Job — Pick out every line in the entries below that contains the string "assistant", and copy each one in full.

Supplied material —
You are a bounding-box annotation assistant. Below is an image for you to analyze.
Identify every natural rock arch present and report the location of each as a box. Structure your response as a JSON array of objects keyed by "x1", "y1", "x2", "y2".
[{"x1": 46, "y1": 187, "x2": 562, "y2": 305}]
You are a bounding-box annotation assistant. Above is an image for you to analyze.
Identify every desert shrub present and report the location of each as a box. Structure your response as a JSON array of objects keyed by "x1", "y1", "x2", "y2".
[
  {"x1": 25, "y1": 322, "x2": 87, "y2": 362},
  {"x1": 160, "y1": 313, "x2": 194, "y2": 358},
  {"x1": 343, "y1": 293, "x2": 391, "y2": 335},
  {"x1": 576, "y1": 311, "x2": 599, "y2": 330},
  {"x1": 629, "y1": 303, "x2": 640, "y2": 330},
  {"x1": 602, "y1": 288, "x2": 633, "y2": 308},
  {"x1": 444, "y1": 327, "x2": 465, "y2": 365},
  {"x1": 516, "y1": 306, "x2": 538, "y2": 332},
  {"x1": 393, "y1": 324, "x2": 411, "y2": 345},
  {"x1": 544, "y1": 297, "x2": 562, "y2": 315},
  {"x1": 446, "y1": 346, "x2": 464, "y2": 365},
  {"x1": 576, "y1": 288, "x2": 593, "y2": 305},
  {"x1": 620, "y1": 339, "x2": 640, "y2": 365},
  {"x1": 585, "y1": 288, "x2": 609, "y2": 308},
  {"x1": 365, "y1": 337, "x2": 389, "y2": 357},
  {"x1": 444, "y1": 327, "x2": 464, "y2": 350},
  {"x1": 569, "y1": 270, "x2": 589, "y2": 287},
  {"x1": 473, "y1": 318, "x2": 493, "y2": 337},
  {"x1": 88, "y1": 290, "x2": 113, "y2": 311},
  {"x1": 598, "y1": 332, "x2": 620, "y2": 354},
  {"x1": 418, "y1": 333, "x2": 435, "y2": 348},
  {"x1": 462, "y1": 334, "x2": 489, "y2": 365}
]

Answer for the task —
You are a bounding-box annotation assistant. Below is an image for you to analyze.
You are a bounding-box annotation assistant. Above is an image for you to analyze.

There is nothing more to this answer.